* [Do this]: Collect every line of the data below that contains the word "ground". Letter case matters.

Point-based annotation data
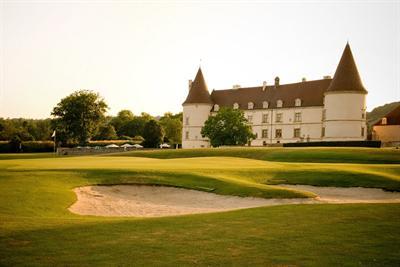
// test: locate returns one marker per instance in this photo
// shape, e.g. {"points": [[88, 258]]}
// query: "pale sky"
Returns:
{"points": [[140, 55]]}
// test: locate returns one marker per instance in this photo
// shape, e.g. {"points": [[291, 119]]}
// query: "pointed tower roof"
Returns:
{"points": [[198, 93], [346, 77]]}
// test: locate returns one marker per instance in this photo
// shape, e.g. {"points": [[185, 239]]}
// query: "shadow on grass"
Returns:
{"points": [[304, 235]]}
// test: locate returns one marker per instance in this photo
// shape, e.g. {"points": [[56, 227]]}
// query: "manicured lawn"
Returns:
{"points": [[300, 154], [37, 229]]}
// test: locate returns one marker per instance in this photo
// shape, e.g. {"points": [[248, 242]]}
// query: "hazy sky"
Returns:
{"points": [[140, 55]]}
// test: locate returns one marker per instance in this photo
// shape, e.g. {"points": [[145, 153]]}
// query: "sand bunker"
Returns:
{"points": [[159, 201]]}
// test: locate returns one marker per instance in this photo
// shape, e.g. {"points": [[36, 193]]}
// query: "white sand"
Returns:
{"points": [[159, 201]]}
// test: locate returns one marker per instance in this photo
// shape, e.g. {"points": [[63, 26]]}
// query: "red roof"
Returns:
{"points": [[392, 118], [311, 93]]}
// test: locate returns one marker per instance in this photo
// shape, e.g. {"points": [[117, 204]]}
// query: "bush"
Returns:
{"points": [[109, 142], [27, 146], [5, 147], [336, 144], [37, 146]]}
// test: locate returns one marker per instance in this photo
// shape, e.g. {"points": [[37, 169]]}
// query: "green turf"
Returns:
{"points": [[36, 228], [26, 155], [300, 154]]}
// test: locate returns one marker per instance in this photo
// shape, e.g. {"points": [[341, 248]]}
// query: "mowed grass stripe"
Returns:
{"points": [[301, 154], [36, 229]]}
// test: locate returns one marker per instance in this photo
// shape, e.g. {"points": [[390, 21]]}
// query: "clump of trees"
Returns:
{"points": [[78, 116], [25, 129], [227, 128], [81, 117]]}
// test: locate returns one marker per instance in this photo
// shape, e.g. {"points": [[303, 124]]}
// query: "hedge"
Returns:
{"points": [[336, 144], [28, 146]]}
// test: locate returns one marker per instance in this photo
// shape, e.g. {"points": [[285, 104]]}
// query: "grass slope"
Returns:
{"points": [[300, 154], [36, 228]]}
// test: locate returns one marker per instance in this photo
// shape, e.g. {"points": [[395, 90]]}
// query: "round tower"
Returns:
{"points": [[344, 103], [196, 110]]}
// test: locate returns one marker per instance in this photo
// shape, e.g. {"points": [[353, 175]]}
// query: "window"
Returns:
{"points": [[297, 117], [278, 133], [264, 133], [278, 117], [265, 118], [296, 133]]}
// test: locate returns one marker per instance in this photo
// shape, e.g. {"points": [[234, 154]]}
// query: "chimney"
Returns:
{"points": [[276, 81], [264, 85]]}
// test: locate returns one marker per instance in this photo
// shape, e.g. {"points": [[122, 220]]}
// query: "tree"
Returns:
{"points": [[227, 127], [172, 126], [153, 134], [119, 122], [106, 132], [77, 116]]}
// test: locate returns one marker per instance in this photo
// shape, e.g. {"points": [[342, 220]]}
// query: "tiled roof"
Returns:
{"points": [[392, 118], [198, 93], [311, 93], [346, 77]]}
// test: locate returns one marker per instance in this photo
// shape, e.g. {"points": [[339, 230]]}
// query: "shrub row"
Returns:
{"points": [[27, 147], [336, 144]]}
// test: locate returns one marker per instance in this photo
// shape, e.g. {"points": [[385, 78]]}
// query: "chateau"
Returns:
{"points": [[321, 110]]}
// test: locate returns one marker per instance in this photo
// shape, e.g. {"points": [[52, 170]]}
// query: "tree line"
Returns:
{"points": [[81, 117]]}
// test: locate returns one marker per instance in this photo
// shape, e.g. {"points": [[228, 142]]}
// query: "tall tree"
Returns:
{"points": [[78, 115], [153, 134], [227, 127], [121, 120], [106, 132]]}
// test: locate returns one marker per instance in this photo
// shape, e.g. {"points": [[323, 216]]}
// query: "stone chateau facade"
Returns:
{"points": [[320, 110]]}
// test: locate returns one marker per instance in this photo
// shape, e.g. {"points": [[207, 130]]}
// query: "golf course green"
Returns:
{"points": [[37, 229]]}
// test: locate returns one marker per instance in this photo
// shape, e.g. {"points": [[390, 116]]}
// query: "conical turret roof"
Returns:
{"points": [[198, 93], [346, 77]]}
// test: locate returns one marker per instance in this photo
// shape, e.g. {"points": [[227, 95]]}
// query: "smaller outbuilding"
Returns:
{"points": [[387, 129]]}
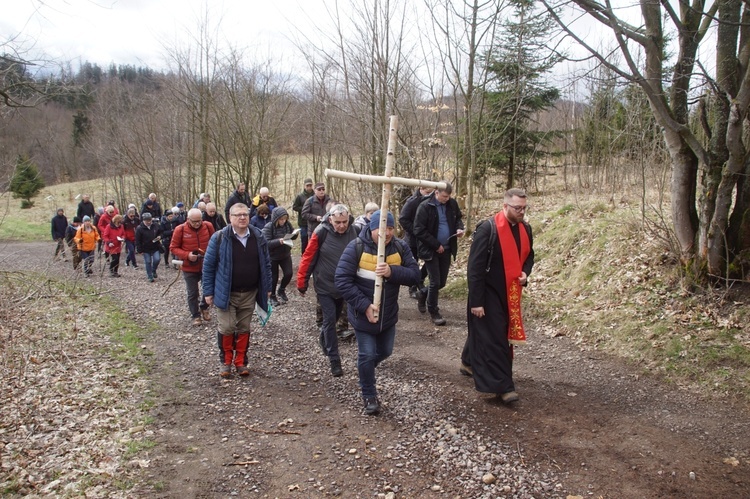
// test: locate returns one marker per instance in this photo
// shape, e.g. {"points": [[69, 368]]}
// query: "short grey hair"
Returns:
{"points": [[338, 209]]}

--

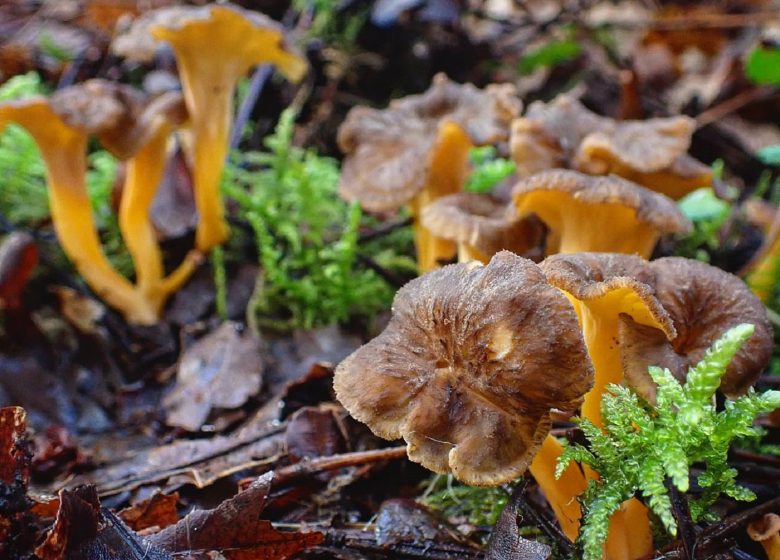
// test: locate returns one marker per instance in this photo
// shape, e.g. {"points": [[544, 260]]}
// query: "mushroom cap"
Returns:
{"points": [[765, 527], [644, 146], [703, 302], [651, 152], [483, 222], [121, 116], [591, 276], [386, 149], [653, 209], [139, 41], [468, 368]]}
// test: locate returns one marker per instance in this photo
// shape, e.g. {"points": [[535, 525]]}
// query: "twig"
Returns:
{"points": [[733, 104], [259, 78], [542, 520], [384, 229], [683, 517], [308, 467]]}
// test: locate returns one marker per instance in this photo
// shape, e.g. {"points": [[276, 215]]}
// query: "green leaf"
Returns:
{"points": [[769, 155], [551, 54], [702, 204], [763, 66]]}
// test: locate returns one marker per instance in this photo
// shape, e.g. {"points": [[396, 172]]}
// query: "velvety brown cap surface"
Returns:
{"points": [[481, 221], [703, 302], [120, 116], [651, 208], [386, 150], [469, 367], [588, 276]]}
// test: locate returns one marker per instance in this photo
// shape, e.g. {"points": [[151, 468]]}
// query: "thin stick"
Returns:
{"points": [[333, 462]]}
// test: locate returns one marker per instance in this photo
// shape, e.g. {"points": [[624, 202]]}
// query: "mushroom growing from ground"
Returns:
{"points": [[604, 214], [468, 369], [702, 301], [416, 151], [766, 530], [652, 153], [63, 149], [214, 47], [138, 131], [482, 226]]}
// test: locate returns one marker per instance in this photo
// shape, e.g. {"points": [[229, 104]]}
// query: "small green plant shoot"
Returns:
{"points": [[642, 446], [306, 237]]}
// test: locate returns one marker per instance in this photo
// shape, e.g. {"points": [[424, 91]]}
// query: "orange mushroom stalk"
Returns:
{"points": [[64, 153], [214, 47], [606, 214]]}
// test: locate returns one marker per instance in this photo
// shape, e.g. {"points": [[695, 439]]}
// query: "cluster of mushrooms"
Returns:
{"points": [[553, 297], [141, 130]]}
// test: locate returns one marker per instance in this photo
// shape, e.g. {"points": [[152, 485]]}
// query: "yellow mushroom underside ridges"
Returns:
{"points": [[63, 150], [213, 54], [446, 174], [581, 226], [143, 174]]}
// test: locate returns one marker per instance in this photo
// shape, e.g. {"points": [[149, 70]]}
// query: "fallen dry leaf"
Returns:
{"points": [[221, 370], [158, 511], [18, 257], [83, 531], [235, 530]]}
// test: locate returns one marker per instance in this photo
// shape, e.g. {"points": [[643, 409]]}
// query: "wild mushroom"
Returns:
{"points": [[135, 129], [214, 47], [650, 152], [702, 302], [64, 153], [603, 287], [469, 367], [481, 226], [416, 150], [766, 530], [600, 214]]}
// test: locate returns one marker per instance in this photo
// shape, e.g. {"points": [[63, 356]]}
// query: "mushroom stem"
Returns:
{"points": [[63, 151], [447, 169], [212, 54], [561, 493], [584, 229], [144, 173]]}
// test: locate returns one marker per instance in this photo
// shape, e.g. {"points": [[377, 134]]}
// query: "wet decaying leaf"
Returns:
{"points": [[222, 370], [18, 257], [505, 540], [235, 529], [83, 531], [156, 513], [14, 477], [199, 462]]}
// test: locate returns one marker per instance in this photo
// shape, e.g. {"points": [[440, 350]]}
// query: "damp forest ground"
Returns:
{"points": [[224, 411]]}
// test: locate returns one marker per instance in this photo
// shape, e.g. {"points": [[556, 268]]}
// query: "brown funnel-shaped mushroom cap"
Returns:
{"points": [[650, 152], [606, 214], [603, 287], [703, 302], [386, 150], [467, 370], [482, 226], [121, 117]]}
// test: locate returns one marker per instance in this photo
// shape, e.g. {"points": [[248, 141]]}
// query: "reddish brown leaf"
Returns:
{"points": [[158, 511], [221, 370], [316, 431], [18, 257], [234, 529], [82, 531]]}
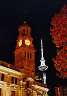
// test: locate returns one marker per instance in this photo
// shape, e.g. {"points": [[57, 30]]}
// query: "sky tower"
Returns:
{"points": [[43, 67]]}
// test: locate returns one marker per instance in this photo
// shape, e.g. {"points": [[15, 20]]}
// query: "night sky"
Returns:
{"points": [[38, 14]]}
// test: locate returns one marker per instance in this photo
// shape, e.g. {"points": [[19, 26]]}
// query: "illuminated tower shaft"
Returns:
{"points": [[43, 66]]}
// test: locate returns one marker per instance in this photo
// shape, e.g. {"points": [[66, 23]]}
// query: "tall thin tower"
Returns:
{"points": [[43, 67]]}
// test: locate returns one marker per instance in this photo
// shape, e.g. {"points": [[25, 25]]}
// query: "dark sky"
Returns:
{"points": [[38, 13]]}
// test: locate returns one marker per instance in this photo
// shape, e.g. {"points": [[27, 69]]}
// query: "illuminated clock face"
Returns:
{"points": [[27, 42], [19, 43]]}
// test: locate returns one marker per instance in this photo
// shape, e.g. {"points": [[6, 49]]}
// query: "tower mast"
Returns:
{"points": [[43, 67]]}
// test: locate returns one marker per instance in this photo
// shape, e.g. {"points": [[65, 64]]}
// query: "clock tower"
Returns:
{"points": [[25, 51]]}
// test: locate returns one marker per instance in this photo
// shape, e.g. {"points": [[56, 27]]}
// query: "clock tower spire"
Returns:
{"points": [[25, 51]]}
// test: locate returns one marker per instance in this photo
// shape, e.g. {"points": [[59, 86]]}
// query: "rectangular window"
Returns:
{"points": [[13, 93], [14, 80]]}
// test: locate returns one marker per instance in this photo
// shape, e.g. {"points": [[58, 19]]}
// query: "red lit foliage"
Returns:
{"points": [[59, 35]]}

* [Written reply]:
// query: "mushroom growing from ground"
// query: "damp forest ground"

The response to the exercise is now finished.